Job A: Could you condense the paragraph beginning "Your knowledge of the law" in the discussion below, about deciding what happens to a body after death, into a short bulleted list that keeps its main facts?

Source document:
= = = = = = =

So if my loved ones want to sell my dead body to a traveling carnival to mummify and make a ring-toss game out of, that's a-OK, regardless of my own wishes on it?

I think the bigger question is why do you even care? It's no longer about you. It's about them.

Telling your family what they can and cannot do to remember you after you're long and dead is nothing short of self-serving and, indeed, disrespectful of the people who are left behind.

It's them who are remembering you, not you remembering yourself.

Your own personal opinions. And opinions not necessarily shared by others. Suppose you had religious beliefs that were that however "whole" your body was in the weeks, months, or years after death, would dictate how you would be in some sort of after-life? This is actually one of the reasons why people don't wish to donate organs after death. Should your family have the the right to deviate from your religious beliefs?

said by Gone:

Furthermore, legally, you have no right to dictate what happens to you after you die. It is strictly up to your family.

Your knowledge of the law on this is clearly deficient. If in the form of a legal will, you designate what is to happen to your remains, your executor (who may or may not be a family member) is not only responsible for, but is legally-bound to follow your wishes to the letter, so long as your wishes were legal and funded by your estate. As with anything else in a legal will, it would be up to the family to challenge the will in court if they had ideas for disposing of your body at odds with your own.

= = = = = = =

Dataset records:
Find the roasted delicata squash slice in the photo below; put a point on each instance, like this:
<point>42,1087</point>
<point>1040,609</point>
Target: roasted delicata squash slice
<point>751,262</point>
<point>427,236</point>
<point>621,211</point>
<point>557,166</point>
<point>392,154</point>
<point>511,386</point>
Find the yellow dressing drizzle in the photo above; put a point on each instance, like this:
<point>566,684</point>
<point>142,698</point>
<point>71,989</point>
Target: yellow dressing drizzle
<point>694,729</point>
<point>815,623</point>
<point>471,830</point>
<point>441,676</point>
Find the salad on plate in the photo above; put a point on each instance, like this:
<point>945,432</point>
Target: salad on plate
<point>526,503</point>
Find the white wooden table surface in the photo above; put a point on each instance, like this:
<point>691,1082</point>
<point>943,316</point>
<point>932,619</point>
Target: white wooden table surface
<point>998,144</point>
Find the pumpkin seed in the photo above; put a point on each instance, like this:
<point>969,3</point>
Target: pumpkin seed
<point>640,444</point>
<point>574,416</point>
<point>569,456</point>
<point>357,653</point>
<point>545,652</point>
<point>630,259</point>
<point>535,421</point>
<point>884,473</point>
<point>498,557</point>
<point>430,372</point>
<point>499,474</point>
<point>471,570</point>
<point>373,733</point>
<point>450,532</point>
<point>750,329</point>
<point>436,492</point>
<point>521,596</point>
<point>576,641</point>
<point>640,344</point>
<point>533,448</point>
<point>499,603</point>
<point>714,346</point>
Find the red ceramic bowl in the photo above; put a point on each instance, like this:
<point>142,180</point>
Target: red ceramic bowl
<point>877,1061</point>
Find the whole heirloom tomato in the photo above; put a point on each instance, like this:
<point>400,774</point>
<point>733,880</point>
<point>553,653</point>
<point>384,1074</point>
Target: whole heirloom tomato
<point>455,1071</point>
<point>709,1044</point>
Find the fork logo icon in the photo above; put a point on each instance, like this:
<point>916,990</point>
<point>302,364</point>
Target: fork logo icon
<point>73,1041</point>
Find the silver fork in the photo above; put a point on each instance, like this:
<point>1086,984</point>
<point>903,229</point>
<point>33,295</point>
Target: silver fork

= = = = = = =

Job B: Can you output everything in the records from their first line down to the line containing "<point>392,154</point>", both included, as a JSON list of strings with one string per line and blank lines left out?

Complete answer A:
- The earlier claim about the law is wrong.
- A legal will can designate what is to happen to your remains.
- Your executor, who may or may not be a family member, is legally bound to follow those wishes to the letter, as long as they are legal and funded by your estate.
- If the family wants to dispose of your body in a way that conflicts with your wishes, it would have to challenge the will in court.

Complete answer B:
[
  "Find the roasted delicata squash slice in the photo below; put a point on each instance, like this:",
  "<point>42,1087</point>",
  "<point>1040,609</point>",
  "Target: roasted delicata squash slice",
  "<point>751,262</point>",
  "<point>427,236</point>",
  "<point>621,211</point>",
  "<point>557,166</point>",
  "<point>392,154</point>"
]